--- EXERCISE GOAL ---
Find every line in the listing below that contains the string "pile", treating uppercase and lowercase as different, and copy each of those lines.

--- Excerpts from a dataset on pointing at objects ---
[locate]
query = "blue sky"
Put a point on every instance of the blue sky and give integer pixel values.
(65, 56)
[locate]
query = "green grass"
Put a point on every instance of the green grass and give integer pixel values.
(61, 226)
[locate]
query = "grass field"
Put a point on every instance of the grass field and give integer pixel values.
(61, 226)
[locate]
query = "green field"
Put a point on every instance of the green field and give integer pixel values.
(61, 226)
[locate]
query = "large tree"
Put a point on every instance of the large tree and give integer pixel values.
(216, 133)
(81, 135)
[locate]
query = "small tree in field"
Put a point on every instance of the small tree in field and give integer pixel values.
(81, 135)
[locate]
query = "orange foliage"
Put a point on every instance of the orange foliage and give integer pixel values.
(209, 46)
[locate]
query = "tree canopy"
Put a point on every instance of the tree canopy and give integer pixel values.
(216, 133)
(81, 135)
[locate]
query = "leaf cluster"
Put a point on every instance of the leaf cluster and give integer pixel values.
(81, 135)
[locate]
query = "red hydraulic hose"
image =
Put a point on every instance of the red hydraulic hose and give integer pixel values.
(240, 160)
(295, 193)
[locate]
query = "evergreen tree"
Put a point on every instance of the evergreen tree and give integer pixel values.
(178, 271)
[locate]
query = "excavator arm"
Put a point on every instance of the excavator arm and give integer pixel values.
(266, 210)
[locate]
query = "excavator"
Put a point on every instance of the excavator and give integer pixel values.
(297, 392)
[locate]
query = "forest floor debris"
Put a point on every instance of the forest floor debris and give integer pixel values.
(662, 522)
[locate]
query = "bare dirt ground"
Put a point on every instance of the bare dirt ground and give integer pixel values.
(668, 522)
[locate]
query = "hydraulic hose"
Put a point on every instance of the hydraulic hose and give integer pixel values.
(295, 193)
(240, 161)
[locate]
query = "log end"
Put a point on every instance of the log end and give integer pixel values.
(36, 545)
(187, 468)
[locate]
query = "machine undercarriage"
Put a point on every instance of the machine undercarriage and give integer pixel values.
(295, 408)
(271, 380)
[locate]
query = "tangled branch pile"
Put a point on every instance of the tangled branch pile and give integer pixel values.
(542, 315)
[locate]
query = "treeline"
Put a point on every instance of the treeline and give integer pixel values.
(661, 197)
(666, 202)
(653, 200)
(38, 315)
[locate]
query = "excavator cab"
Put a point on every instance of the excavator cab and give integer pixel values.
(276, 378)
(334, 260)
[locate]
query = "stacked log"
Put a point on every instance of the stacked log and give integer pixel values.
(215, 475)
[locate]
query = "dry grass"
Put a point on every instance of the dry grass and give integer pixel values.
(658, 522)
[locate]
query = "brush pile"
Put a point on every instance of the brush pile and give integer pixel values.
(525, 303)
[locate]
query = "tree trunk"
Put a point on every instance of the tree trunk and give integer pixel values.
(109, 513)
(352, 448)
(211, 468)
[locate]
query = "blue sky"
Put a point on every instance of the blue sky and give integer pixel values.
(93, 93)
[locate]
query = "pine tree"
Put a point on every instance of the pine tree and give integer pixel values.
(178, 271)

--- EXERCISE OUTPUT ---
query = "tangled branch pile"
Put a point on every instance of the tangled branch pile and give integer pixel values.
query = "brush pile"
Put a point on every instance of the brush pile and give integer pixel values.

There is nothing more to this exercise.